**Excerpt to read:**

— BEGIN —

But these disagreements and those disagreements between those groups
often hit the press much more than disagreements within Jewish
lobbying organizations. And, of course, as the ambassador knows,
there are disagreements in the Arab world among Arab countries.
Unfortunately, that hurts the Arab message, if there is one, when it
comes to lobbying the Congress or changing American public opinion.
We’re making progress? Yes, I think the more and more that the media
comes around to demonstrating what’s happening on the ground in the
Middle East, the more Americans and legislators travel to the Middle
East—and not with AIPAC, but in an objective fashion—and see the
facts on the ground, the more, at least privately, minds are
changing in this city and on Capitol Hill. Note, I said the word
privately.
So there are groups that lobby in this town that put America’s best interest first, and that is my biggest concern when it comes to the Jewish lobby. There are too many times, and certainly the Mearsheimer and Walt report in 2006—we all recall that report on lobbying or the lobby in this country—gives numerous examples of where American politicians’ minds have been changed when they’ve perhaps almost stepped over that line, or maybe even did step over that line, in criticizing Israel, and maybe even used the words my good friend Paul Findley has used, which is let’s have an objective American foreign policy that allows Americans to be objective so they can bring the sides together and reach a comprehensive peace. That, as we know, has been a trip word that has caused many a politician to run amok of the lobby and therefore have to retract and have to do what has been described that certain candidates for Senate in Maryland has just been doing recently.

— END —

**Given exercise 1:** According to the lobbying excerpt, why are minds in Washington and on Capitol Hill changing?

**Stored rows:**

— BEGIN —

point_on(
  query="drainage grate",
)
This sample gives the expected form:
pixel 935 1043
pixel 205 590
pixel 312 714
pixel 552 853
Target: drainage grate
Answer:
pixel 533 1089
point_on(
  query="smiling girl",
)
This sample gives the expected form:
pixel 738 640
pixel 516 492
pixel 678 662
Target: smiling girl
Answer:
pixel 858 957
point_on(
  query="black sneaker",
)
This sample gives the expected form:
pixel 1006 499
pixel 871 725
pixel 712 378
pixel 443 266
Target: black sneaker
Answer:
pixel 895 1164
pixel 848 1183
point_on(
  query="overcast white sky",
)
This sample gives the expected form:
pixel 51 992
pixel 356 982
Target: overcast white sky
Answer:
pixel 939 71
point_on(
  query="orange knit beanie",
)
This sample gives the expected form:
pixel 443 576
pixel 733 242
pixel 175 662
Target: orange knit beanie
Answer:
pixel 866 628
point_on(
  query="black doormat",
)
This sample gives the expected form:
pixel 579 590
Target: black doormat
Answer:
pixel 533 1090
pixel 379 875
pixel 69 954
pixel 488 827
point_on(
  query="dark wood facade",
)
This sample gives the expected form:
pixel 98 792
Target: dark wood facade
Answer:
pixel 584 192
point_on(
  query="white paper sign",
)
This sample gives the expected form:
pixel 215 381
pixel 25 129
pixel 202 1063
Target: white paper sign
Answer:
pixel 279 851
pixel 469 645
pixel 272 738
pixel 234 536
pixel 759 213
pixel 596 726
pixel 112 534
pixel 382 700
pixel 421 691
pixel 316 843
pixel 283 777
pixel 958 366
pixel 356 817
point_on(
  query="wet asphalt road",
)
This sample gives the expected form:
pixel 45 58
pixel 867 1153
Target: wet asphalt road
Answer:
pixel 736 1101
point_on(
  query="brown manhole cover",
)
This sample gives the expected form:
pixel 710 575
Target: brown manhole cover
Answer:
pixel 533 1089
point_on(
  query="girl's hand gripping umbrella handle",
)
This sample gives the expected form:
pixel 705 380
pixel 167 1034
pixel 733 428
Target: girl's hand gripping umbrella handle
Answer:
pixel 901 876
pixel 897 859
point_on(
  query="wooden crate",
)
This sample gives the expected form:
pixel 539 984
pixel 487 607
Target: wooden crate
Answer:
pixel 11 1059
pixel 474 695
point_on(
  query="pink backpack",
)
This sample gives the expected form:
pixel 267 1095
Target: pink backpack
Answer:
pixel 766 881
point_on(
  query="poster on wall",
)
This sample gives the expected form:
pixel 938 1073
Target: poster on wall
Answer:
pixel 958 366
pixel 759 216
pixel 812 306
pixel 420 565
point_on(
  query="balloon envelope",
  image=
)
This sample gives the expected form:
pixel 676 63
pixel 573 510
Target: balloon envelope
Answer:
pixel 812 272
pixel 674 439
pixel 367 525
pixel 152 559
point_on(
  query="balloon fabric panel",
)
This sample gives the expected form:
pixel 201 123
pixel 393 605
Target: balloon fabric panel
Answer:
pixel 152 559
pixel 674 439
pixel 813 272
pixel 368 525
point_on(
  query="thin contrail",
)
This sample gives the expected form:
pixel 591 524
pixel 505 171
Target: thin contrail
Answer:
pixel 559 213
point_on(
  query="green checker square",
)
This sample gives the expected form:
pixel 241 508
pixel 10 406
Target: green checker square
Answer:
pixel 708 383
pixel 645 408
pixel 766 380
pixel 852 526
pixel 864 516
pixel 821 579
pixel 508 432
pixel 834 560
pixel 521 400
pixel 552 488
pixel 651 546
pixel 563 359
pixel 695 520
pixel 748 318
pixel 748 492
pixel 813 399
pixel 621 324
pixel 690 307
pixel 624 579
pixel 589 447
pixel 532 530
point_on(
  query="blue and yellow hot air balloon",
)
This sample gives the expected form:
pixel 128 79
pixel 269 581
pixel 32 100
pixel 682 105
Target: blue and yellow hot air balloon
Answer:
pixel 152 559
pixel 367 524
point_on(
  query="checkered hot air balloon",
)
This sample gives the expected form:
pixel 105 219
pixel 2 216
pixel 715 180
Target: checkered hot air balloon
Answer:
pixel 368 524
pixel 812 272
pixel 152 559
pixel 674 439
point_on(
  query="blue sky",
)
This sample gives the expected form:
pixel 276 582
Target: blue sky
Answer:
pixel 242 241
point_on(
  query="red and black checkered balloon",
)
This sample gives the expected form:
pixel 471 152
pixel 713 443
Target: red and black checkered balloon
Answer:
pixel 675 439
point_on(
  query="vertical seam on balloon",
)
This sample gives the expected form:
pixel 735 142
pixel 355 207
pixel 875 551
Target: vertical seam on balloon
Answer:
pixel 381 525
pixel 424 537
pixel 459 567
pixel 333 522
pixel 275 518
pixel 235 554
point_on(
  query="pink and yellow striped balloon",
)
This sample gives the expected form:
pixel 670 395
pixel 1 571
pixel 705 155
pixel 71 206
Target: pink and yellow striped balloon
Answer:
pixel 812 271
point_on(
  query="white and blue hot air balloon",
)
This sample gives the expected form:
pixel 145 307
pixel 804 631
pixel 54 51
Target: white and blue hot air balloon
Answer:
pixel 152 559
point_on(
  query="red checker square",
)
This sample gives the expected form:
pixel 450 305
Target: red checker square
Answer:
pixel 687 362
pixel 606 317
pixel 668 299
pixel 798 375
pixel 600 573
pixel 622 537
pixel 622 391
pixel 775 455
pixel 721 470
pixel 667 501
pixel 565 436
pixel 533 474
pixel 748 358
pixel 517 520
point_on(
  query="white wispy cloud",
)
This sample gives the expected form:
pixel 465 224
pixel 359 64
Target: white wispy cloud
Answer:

— END —

**Given exercise 2:** Repeat the records starting with their first line and going on through the line with "pixel 858 957", with both of those lines included.

**Full solution 1:** The speaker attributes it to the media showing more and more of what is happening on the ground in the Middle East. More Americans and legislators are also traveling there objectively, not with AIPAC, and seeing the facts on the ground. The speaker adds that this change is happening at least privately.

**Full solution 2:**
point_on(
  query="drainage grate",
)
This sample gives the expected form:
pixel 935 1043
pixel 205 590
pixel 312 714
pixel 552 853
Target: drainage grate
Answer:
pixel 533 1089
point_on(
  query="smiling girl",
)
This sample gives the expected form:
pixel 738 640
pixel 516 492
pixel 678 662
Target: smiling girl
Answer:
pixel 858 957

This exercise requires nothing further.